Ce que nous venons de dire de la région dorsale se reproduit également pour la région lombaire de la colonne, mais en sens inverse. La présence de ces deux saillies musculaires alternes n'est pas un des moindres signes qui caractérisent la vraie scoliose. On peut ajouter que, dans les cas légers et tout à fait au début de la scoliose, ce signe révèle, à première vue et mieux que tout autre, la présence d'un certain degré de torsion de la colonne sur son axe. Il suffit pour cela de la moindre attention, et on ne laissera pas passer inaperçu le signe pathognomonique en question.

La torsion permanente du rachis se lie si intimement au développement des courbures latérales, qu'elle doit être envisagée très-certainement comme une conséquence directe de ces courbures; il nous reste à déterminer maintenant quel en est, en réalité, le mécanisme.

Disons tout d'abord que la rétraction des muscles dorso-lombaires, et en particulier du transversaire épineux qui paraît être, à l'état physiologique, le muscle rotateur par excellence de la colonne, ne saurait être admise ici, et cela pour trois raisons. En premier lieu, l'existence de cette rétraction n'a été démontrée par aucun des faits recueillis jusqu'ici, soit sur le vivant, soit sur le cadavre. En second lieu, il faudrait supposer qu'au même moment le muscle transversaire épineux droit se contracturer au dos, et non dans sa portion lombaire, tandis que son congénère du côté opposé subirait le même sort, mais dans un sens diamétralement opposé : celui-ci, rétracté aux lombes, serait relàché au dos. Une pareille hypothèse nous paraît tout simplement inadmissible. Il est vrai que Duchenne (de Boulogne) dit être parvenu à faire contracter isolément, sous l'influence du courant galvanique, la portion lombaire du sacro-spinal d'un côté et la portion dorsale du même muscle du côté opposé il put ainsi, dit-il, simuler une scoliose, ce qui le conduisit à considérer les deux portions lombaire et dorsale des muscles sacro-spinaux comme deux muscles indépendants. I avoue toutefois lui-même n'être parvenu à rien de pareil en agissant sur les muscles véritablement rotateurs du rachis, les transversaires épineux.

**Données fournies:**
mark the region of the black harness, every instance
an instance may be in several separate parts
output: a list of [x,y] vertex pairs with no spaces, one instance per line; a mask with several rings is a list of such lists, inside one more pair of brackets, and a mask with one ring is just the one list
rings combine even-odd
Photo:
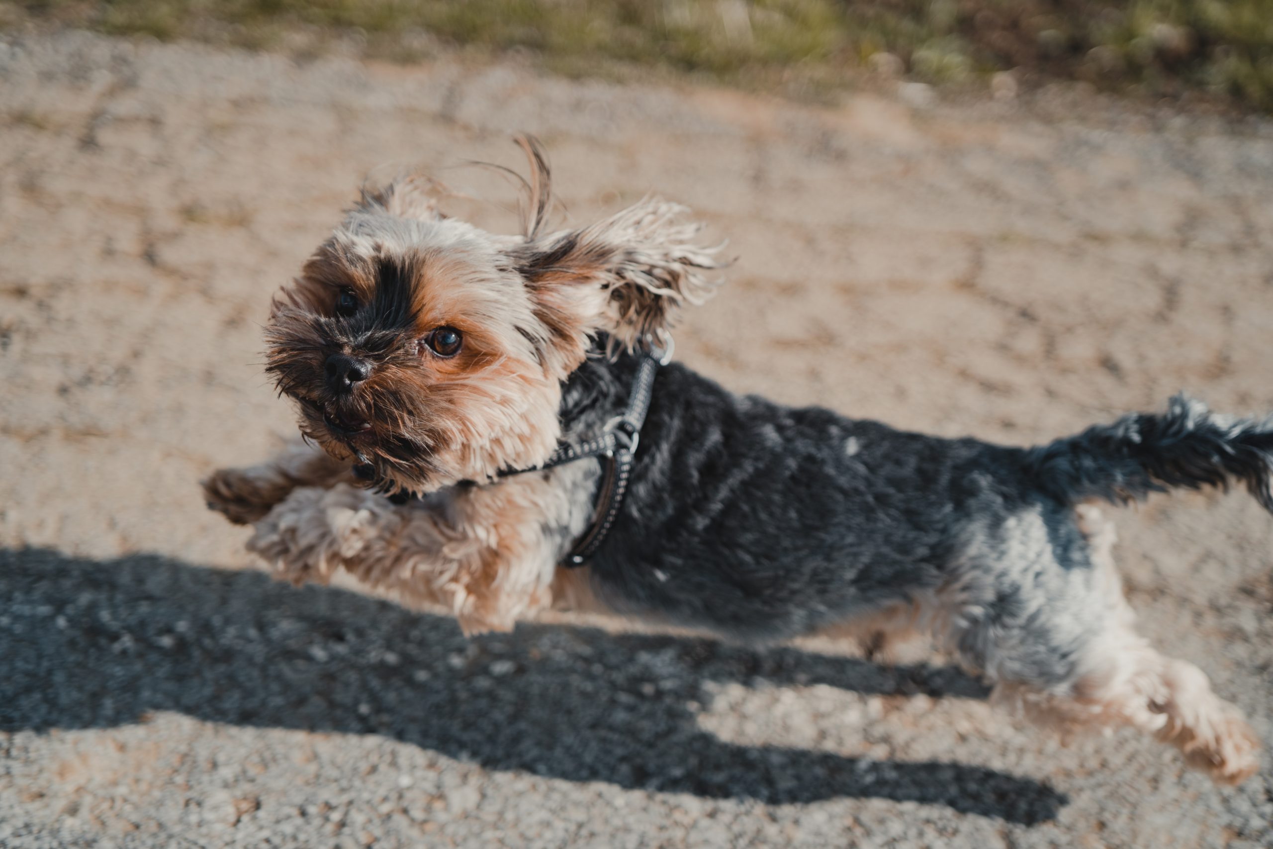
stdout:
[[[628,491],[628,481],[636,457],[636,446],[640,443],[640,429],[645,424],[645,414],[649,412],[649,401],[654,393],[654,373],[658,372],[659,365],[666,365],[671,359],[671,344],[666,351],[647,351],[640,355],[636,377],[633,379],[633,388],[628,396],[628,406],[624,407],[621,415],[607,421],[601,433],[592,439],[586,439],[577,446],[561,443],[542,466],[507,470],[498,474],[499,477],[512,477],[527,472],[541,472],[578,460],[601,458],[601,486],[597,488],[597,507],[593,510],[592,522],[583,536],[570,546],[563,563],[564,566],[582,566],[601,547],[601,541],[606,538],[610,527],[619,518],[619,509],[624,504],[624,494]],[[406,504],[414,498],[418,496],[404,490],[391,495],[390,500],[395,504]]]
[[601,486],[597,488],[597,507],[592,513],[592,523],[584,535],[570,546],[563,564],[566,568],[582,566],[601,547],[601,541],[606,538],[610,527],[619,518],[619,508],[624,504],[633,461],[636,457],[636,446],[640,443],[640,429],[645,424],[649,400],[654,392],[654,373],[659,365],[666,364],[670,359],[671,351],[659,358],[649,353],[642,354],[636,367],[636,377],[633,379],[633,388],[628,396],[628,406],[622,415],[607,421],[598,435],[578,446],[568,443],[558,446],[552,456],[536,468],[519,468],[499,474],[500,477],[509,477],[573,463],[577,460],[601,458]]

**Travail demandé:**
1. Répondez à ces questions sur le texte consacré à la scoliose :
(a) Quel muscle paraît être, à l'état physiologique, le muscle rotateur par excellence de la colonne ?
(b) Comment la torsion permanente du rachis doit-elle être envisagée par rapport aux courbures latérales ?
(c) Sous l'influence de quoi Duchenne (de Boulogne) dit-il avoir fait contracter isolément des portions du sacro-spinal ?
2. Poursuivez le texte consacré à la scoliose après sa dernière phrase.

**Corrigé:**
1.
(a) Le transversaire épineux.
(b) Comme une conséquence directe de ces courbures.
(c) Sous l'influence du courant galvanique.

2.
Enfin, si ce dernier muscle était bien réellement l'agent de la torsion pathologique éprouvée par le rachis, il devrait exercer principalement son action déviatrice sur l'apophyse épineuse et sur les lames vertébrales, et accessoirement sur le corps de la vertèbre. Or, nous savons que c'est précisément l'inverse qui a lieu: tandis que les corps vertébraux tournent beaucoup, les apophyses épineuses se dévient relativement peu. Malgaigne (Traité d'anatomie chirurgicale, t. II, p. 91, 2o édit.) dit même avoir vu,

au musée anatomique des hôpitaux un squelette où la ligne des épines était tout à fait droite, tandis que les corps des vertèbres étaient déjetés à droite et à gauche alternativement.

Si la cause de la torsion spiroïde du rachis ne saurait être trouvée dans les muscles, il faut bien la rechercher dans les nouvelles conditions mécaniques que créent, pour la colonne, les courbures latérales de celle-ci devenues permanentes.

P. Pelletan, après Swayerman (médecin hollandais cité par A. Roy), a donné une explication toute mécanique, qui se résume en ceci : sous l'influence du poids des parties supérieures, les vertèbres du milieu de la courbure, lorsque celle-ci est forte, sont dans les mêmes conditions que si elles étaient poussées par une force directe et horizontale du côté de la concavité vers celui de la convexité. Les corps vertébraux étant libres subissent surtout l'effet de l'impulsion, tandis que les apophyses articulaires, imbriquées entre elles, et les apophyses transverses, unies solidement aux côtes, se prètent les unes et les autres beaucoup moins à tourner autour de l'axe de la vértèbre.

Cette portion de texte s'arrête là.